§ **GIVEN PASSAGE**:

┏━━

Hello,
I built a analyzer plugin that tokenizes XML. It generates 1 token per XML attribute, all tokens for a XML node are set at the same position.
I need a clean way to search for XML node that have multiple criteria set (example: <w a=1 b=2 c=3> ⇒ I want to find all nodes that have a=1 AND b=2.
I found a ugly solution by experimenting with the span API (setting slop to -1, see below). I wonder if I could find a better solution.
Now, in more details:
POST /_analyze
{"analyzer":"annotation", "text":"<w lemma=be>am</w>"}
Will output:
{
"tokens": [
{
"token": "am",
"start_offset": 0,
"end_offset": 18,
"type": "word",
"position": 0
},
{
"token": "lemma=be",
"start_offset": 0,
"end_offset": 18,
"type": "attr",
"position": 0
}
]
}
I need a way to retrieve the document if it contains a node with the word am which have the lemma=be attribute.

┗━━

Dataset rows on where objects appear:
┏━━

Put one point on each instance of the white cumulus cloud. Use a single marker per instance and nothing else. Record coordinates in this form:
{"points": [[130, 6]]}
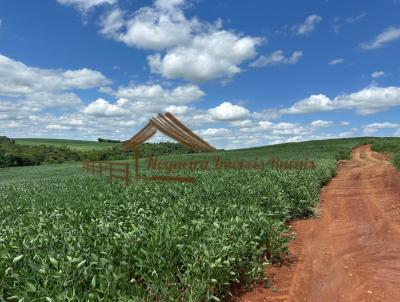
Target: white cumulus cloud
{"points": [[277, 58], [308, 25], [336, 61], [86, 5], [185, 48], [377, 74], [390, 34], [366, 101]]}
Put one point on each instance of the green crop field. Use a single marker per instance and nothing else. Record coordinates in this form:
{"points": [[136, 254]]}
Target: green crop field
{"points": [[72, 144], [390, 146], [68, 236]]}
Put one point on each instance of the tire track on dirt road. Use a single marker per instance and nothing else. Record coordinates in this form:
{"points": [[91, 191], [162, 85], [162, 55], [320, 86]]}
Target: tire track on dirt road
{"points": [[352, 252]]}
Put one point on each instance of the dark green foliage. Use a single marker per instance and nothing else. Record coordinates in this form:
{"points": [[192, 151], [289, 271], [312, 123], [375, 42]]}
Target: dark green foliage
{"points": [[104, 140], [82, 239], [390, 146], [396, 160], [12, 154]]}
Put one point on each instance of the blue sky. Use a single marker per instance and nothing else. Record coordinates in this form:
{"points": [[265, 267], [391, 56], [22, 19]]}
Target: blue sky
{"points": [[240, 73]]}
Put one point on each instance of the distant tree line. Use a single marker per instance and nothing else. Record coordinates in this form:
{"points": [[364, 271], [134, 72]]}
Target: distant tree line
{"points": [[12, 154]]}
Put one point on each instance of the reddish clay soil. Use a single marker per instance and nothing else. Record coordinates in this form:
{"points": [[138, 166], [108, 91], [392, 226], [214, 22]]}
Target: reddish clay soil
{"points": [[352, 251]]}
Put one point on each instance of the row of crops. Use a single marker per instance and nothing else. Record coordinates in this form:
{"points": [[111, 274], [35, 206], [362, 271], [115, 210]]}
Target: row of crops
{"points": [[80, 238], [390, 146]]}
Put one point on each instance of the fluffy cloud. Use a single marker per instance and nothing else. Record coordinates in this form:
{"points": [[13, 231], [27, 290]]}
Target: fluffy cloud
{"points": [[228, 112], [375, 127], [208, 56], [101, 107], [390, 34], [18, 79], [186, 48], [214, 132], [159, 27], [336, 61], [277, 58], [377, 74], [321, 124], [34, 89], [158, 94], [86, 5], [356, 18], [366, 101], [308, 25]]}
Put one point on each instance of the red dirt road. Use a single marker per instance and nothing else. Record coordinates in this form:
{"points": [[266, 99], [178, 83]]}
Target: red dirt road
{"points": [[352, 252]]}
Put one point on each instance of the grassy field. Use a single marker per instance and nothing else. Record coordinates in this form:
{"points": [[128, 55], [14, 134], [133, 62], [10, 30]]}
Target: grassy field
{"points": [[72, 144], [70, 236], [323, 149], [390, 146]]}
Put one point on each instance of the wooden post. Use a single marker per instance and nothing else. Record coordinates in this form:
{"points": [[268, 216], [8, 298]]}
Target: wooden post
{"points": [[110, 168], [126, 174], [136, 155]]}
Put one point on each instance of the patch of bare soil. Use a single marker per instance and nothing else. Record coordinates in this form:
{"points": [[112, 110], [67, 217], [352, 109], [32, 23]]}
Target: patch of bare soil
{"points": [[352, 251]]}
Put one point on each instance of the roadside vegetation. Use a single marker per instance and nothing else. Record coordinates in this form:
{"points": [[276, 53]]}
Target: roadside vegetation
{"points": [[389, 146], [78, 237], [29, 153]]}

┗━━
┏━━

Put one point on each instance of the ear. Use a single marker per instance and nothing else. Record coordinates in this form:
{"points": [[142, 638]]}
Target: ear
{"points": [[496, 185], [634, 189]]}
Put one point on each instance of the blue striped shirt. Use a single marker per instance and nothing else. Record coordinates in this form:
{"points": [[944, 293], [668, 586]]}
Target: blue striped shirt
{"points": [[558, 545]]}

┗━━

§ **PROBLEMS AND TASKS**:
1 - In the forum post about tokenizing XML, what value did the author set slop to when experimenting with the span API?
2 - List every field name that appears inside each token object of the analyzer output shown in the forum post about tokenizing XML.
3 - Write the next part of the forum post about tokenizing XML, picking up after its final sentence.

§ **RESPONSES IN ORDER**:
1 - -1

2 - token, start_offset, end_offset, type, position

3 -
Note: am and lemma=be are at the same position.
I couldn't find how to achieve this with the query language, but got something working with the span_near API, which is kinda hacky: a secret recipe was to set "slop" to -1 and "in_order" to false.
GET /corpus/segment/_search
{
"query": {
"span_near" : {
"clauses" : [
{ "span_term" : { "sr": "am" } },
{ "span_term" : { "sr": "lemma=be" } }
],
"slop" : -1,
"in_order" : false
}
}
}
If anyone has experience and/or advices on how to achieve that more cleanly, it would be appreciated.
Thanks!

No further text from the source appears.